• Исходный текст:
══════
Если же поставить две камеры на прострел сцены, актер не знает, материал какой из них войдет в картину. Он вообще перестает о них думать. А когда на площадке три камеры (чем больше, тем лучше), актер становится еще свободнее. Подсознание вообще перестает работать на то место, с которого снимается сцена. Возникает как бы четвертая стена, о которой мечтал Станиславский. Не знаю, нужна ли она в театре (там, по-моему, актер должен открыто играть на зрителя, играть условно), но в кино, как правило, просто необходима. Актер забывает о рампе.

“Асю”, например, мы снимали с двух, а то и с трех камер. Иногда вторая камера нужна была для чистой видимости, ставили к ней какого-нибудь осветителя, который ни черта в этом деле не понимал, просто с озабоченным видом смотрел в глазок. Но эта “лжекамера” производила необходимый эффект — она нейтрализовала для наших неактеров гипноз основной камеры.

Вообще ощущение риска, чреватой полным провалом авантюры, не покидало нас все время работы.

Но иначе тут было нельзя — или пан, или пропал.
══════
• Задания:
1. Со скольких камер, согласно тексту о съемках, снимали «Асю»?
2. Перепишите дословно из текста о съемках всё, начиная с «Если же поставить» и до «забывает о рампе.» включительно.

• Фрагменты записей:
══════
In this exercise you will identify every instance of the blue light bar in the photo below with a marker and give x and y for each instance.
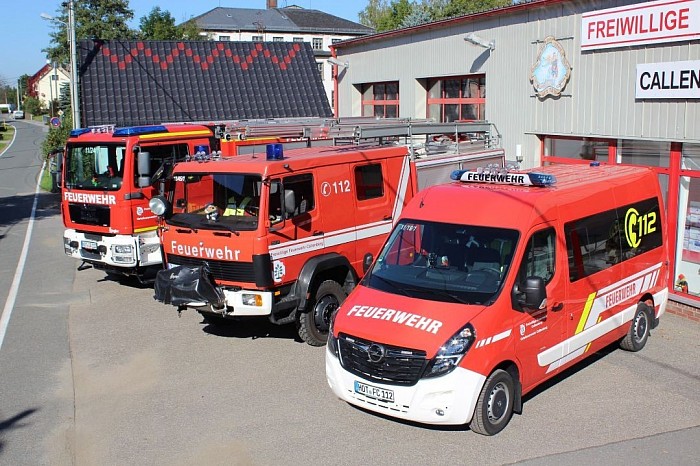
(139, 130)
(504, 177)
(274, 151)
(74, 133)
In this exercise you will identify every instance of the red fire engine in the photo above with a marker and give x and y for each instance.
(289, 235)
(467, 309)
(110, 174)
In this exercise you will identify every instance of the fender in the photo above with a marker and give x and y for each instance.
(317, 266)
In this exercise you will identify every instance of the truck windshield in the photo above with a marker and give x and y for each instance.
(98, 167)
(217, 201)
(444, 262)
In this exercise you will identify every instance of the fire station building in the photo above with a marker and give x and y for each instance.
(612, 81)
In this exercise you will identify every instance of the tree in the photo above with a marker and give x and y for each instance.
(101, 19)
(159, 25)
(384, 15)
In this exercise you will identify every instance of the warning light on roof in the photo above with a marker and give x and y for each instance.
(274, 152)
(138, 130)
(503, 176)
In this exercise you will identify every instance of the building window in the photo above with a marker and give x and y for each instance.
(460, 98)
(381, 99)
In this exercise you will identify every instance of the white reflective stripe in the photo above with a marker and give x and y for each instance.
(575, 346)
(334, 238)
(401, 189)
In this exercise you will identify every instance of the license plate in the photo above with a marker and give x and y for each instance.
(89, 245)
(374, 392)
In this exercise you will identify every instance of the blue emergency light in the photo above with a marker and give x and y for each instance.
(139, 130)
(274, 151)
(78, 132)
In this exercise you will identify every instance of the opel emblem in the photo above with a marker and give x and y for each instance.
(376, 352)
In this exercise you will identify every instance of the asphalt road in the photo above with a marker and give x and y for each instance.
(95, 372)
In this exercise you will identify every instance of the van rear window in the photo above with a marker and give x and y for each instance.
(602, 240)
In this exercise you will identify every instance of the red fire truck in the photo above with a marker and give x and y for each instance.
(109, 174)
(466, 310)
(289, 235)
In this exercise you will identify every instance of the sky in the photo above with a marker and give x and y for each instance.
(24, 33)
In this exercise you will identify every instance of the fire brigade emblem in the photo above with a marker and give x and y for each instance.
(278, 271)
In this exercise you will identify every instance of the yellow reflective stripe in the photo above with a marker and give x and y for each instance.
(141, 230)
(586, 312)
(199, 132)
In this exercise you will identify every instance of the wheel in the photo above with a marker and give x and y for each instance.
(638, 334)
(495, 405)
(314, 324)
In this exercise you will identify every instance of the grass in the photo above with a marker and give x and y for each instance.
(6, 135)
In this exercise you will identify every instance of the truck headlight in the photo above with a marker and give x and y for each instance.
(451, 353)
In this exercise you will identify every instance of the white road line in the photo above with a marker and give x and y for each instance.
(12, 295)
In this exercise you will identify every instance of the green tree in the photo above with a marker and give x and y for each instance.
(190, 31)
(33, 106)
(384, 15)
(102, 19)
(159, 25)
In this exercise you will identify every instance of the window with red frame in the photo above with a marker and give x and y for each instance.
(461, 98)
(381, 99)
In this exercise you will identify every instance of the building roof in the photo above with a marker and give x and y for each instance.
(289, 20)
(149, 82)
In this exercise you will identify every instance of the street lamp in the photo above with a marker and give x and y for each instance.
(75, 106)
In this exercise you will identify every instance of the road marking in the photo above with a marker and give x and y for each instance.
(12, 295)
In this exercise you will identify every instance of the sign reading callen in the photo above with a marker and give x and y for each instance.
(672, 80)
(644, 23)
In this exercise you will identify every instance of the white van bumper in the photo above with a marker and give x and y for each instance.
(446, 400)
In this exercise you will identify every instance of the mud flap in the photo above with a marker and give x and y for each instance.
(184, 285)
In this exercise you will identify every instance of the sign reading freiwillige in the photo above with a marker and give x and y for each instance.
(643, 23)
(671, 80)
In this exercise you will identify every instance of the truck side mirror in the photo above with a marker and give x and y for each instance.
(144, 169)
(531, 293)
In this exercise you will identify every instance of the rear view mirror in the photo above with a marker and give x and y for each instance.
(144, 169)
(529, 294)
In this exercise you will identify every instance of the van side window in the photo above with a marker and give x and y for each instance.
══════
• Ответы по заданиям:
1. С двух, а то и с трех камер.

2.
Если же поставить две камеры на прострел сцены, актер не знает, материал какой из них войдет в картину. Он вообще перестает о них думать. А когда на площадке три камеры (чем больше, тем лучше), актер становится еще свободнее. Подсознание вообще перестает работать на то место, с которого снимается сцена. Возникает как бы четвертая стена, о которой мечтал Станиславский. Не знаю, нужна ли она в театре (там, по-моему, актер должен открыто играть на зрителя, играть условно), но в кино, как правило, просто необходима. Актер забывает о рампе.